Excerpts from point annotation data:
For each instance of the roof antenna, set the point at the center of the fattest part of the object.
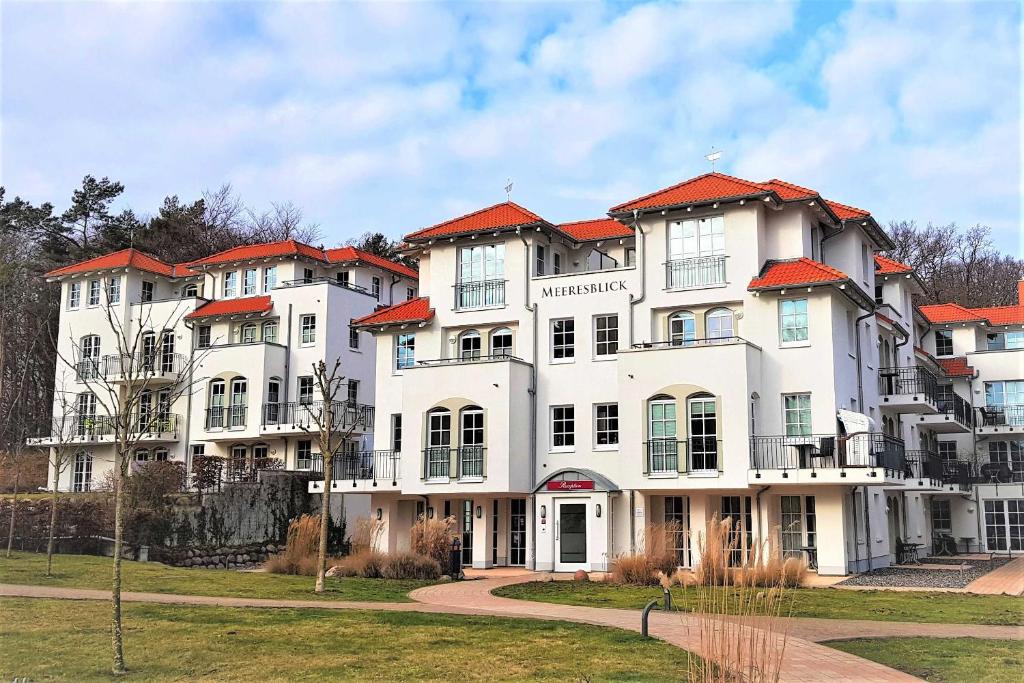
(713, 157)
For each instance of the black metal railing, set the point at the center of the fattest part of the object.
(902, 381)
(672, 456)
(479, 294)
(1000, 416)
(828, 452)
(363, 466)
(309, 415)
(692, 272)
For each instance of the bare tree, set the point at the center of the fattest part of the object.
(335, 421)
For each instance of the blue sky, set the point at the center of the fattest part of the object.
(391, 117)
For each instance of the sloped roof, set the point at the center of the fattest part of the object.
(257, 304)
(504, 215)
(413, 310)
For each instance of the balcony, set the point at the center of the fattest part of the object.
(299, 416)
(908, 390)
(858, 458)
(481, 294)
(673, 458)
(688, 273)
==
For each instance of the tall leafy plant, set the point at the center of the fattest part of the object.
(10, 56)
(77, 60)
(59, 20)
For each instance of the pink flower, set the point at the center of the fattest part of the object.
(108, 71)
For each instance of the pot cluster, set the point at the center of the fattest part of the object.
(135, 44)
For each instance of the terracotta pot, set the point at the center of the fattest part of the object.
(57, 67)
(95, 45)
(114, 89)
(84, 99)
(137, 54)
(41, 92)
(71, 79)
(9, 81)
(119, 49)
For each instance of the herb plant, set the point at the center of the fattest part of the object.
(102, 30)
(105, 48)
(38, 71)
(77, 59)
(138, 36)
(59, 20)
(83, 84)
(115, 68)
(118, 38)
==
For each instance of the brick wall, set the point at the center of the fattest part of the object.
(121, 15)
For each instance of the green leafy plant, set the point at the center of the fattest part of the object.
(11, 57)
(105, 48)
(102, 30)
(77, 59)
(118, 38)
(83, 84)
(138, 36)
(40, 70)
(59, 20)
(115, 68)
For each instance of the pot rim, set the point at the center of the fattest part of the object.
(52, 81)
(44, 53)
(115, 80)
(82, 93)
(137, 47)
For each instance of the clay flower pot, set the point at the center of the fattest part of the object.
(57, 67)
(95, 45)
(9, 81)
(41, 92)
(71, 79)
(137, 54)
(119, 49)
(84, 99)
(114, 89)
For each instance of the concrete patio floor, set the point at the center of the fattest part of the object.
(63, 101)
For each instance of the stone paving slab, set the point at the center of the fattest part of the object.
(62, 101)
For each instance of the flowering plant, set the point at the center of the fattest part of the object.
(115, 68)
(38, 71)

▸ TASK DETAILS: Tally the lines in the material above that contain the word "leafy". Provide only the resulting number.

▸ ANSWER TO THIS PROBLEM: 2